── Data section
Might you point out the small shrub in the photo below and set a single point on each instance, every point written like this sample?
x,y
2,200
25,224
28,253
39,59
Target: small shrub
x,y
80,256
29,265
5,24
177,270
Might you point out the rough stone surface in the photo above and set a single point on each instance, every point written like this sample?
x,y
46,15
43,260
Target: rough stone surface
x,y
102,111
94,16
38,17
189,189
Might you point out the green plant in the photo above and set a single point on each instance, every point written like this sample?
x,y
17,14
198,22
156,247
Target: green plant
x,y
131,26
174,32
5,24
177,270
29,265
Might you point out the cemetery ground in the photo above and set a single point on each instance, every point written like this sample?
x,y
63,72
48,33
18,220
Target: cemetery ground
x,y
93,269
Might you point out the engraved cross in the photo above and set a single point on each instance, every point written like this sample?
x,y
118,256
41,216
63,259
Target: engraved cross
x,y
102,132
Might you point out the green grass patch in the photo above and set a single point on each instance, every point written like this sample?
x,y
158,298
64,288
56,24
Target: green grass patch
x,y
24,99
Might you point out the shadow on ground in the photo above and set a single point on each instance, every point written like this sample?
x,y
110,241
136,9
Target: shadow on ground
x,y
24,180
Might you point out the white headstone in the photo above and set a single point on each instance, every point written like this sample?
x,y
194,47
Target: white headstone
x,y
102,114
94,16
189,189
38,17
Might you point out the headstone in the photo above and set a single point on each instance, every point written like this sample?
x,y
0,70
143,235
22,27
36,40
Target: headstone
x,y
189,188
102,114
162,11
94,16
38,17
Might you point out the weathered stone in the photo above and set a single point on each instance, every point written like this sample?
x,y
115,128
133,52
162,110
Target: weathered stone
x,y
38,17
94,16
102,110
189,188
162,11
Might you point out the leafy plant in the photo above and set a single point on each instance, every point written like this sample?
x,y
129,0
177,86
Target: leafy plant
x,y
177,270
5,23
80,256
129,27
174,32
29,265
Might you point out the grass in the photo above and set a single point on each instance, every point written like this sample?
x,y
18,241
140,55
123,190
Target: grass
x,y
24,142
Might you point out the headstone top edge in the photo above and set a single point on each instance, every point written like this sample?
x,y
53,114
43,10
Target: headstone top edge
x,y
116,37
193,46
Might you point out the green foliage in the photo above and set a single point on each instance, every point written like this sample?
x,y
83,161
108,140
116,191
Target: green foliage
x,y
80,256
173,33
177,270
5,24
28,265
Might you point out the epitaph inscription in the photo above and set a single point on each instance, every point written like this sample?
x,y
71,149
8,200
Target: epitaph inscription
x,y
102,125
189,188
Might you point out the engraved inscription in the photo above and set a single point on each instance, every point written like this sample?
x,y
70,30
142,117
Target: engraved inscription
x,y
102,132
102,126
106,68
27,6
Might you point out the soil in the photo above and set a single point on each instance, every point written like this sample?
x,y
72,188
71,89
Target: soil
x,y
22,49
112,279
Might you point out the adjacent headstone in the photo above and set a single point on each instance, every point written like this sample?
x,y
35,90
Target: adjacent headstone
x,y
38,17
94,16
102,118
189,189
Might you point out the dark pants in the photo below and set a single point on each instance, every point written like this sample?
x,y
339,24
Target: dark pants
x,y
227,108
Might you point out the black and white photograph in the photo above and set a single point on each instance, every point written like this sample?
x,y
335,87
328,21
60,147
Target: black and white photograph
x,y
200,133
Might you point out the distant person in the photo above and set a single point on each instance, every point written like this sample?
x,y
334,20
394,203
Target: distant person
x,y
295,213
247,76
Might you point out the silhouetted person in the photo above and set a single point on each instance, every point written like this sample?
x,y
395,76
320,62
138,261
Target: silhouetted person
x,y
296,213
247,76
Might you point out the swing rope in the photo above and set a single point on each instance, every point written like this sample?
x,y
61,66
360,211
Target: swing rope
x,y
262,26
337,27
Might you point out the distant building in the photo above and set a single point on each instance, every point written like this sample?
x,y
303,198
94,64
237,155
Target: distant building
────
-- What to do --
Starting at the line containing "Might you point out the swing" and ending at the last line of the listing, write each line as a row in a Markdown table. Use the columns Row and Line, numbering the rows and leaving out blank lines.

-- The result --
| Row | Line |
|---|---|
| 1 | Might you point out the swing rope in the photo above and set a single point on each instance, every point written like this sample? |
| 2 | x,y |
| 3 | 61,66 |
| 4 | 360,211 |
| 5 | Target: swing rope |
| 6 | x,y |
| 7 | 262,26 |
| 8 | 337,27 |
| 9 | Might you point out the distant building in the photo above and set a single point on each instance, every point written like this sample? |
| 10 | x,y |
| 11 | 303,198 |
| 12 | 94,64 |
| 13 | 237,155 |
| 14 | Target: distant building |